| EXERCISE OBJECTIVE |
Transcribe the entries below word for word, without the pictures.

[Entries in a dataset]
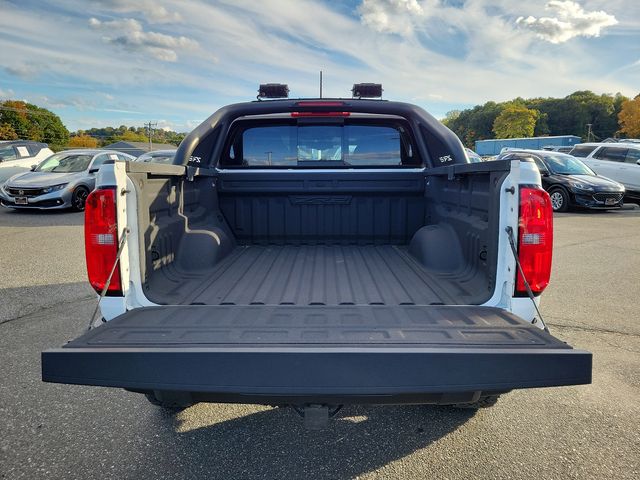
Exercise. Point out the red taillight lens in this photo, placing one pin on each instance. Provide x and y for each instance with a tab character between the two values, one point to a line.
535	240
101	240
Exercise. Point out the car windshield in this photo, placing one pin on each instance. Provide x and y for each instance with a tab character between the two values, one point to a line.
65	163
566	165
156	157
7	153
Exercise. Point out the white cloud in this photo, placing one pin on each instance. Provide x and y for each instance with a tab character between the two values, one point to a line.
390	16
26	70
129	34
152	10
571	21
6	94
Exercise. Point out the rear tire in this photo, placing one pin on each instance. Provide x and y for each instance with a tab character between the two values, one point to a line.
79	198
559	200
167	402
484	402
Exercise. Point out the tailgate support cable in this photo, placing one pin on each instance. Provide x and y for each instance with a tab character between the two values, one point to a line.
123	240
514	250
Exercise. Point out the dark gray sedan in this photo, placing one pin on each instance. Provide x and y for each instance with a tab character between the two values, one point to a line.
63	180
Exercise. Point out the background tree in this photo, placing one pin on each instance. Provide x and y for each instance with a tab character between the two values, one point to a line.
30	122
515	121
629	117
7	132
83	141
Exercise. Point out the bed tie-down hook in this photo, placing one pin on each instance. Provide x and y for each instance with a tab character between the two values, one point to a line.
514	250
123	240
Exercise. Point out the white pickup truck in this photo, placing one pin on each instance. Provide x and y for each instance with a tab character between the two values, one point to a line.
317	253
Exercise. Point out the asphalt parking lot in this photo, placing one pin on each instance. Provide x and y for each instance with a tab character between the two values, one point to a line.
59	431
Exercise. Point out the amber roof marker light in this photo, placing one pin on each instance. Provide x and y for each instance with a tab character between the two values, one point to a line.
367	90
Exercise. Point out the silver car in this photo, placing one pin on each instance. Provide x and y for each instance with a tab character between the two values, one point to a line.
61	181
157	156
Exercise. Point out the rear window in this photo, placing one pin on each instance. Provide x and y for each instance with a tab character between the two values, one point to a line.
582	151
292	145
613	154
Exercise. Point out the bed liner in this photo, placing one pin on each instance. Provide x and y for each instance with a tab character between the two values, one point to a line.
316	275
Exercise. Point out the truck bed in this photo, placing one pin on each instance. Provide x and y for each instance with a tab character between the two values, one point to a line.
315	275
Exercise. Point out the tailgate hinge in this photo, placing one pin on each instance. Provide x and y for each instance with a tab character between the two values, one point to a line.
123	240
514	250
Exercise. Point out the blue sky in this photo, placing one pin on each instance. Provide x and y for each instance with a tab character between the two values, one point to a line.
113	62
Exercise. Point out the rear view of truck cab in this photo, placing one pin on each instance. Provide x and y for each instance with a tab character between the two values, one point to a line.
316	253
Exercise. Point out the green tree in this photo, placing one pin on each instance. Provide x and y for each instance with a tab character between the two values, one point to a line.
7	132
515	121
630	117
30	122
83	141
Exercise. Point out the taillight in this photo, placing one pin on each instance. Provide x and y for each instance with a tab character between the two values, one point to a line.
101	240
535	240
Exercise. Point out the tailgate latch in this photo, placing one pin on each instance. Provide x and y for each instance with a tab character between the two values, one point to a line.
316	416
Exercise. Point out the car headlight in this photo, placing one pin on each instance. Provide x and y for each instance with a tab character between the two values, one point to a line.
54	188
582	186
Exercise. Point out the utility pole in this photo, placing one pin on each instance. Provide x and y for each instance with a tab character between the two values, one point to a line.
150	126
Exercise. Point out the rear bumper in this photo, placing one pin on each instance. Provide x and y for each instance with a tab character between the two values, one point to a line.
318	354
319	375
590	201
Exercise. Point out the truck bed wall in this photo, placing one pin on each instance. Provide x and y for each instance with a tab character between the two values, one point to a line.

| SOLUTION TO THIS EXERCISE |
Exercise. Point out the red taillight lens in this photo, placing one pin on each instance. Provide x and y for each instance with a tab character between the two values, one point to a line.
535	240
101	240
Exercise. Point out the car windshield in this photo, placing one pin on each instance. Provide x and y for each instance with a tab character between the two values, one point to a line.
65	163
566	165
156	157
7	153
Exercise. Point out the white cloud in this photo, placing one pin on each instance. Provide x and y for each instance with a tab character between the two values, one point to a line.
390	16
26	70
129	34
152	10
571	21
6	94
Exercise. Point out the rear tire in this photo, placing one pin on each instance. Provide x and y for each instance with a tab character between the two values, one point to a line.
79	198
559	200
167	402
484	402
Exercise. Point out the tailgate support cable in this photo, placing one pin on each instance. Provide x and y for each instance with a tab character between the two values, one point to a line.
123	240
514	250
Exercise. Point out the dark gray sedan in this photo, placing one pin on each instance. Provide x and y for each instance with a tab character between the two values, one point to a line.
63	180
Exercise. Point out the background tree in this photo, placing one pin on each instance. Provide x and y for each instance with a tab character between the two values, one point to a line.
30	122
515	121
629	117
7	132
83	141
Exercise. Point out the bed tie-down hook in this photo, placing one pin on each instance. Provide x and y for each instance with a tab character between the two values, one point to a line.
514	250
123	240
Exercise. Point out the white pickup truck in this photo, placing one pin on each instance. Provide x and y for each instance with a tab character between the two values, one point to a line.
317	253
Exercise. Point out the asphalt parking lot in this photo, placing one pin on each instance. Provide x and y for each instance with a tab character between the two values, one point to a line.
59	431
Exercise. Point out the amber roof marker light in this photo, placing one pin on each instance. Provide x and y for each instance with a tab character between the two values, one point to a line.
367	90
Exercise. Point out the silver car in this photo, placing one pin on each instance. Provide x and y for each instance with a tab character between the two values, one point to a line.
61	181
157	156
Exercise. Point out the rear window in this photo, placing one pin on each instance. Provide x and y for each instance with a tab character between the two values, one point to a line.
582	151
292	145
613	154
Exercise. Point out the bed liner in this photo, placing one pin on each instance. Provide x and y for each instance with a tab character between the two values, one point to a line.
316	275
Exercise. Point out the truck bed in this photo, placing one pin on each instance. Provide x and y for each instance with a tab character between the two values, one point to a line.
315	275
Exercise. Point out the tailgate hinge in this photo, placing one pin on each instance. Provide x and y for each instance with a tab character between the two values, one point to a line.
123	240
514	250
Exercise. Point out the blue sky in this photo, placing one pin on each instance. Provide x and y for each instance with a tab character between the two values, one point to a line.
113	62
Exercise. Point out the rear view of truck cab in this photo, placing one pin on each instance. Provide x and y for each instance with a tab character between the two values, one point to a line.
316	253
Exercise. Point out the green tree in this photo, placing one pin on each instance. Provide x and y for each instance with a tab character between the two values, one point to a line.
7	132
515	121
630	117
30	122
83	141
Exercise. Point out the taillight in this photo, placing one pin on each instance. Provide x and y for each instance with a tab character between the two values, one point to a line.
101	240
535	240
Exercise. Point out the tailgate latch in this photo, placing one pin on each instance. Provide x and y for each instance with a tab character between the two values, one point to a line.
316	416
Exercise. Point out the car headlight in this photo, placing one pin on each instance. Provide x and y for each instance with a tab character between the two values, one point to a line.
54	188
582	186
Exercise. Point out the utility pole in this photo, placing one pin on each instance. Provide x and y for each instance with a tab character between the two values, one point to a line.
150	126
Exercise. Point out the rear bumper in this photo, placing one pin on each instance. Provide x and y for each instance with a tab character between the two values, one point to a line.
318	354
319	375
590	201
Exercise. Point out the truck bed wall in this photo, placing one pin on each instance. Provide x and y for each instance with a tab character between the two values, one point to a line.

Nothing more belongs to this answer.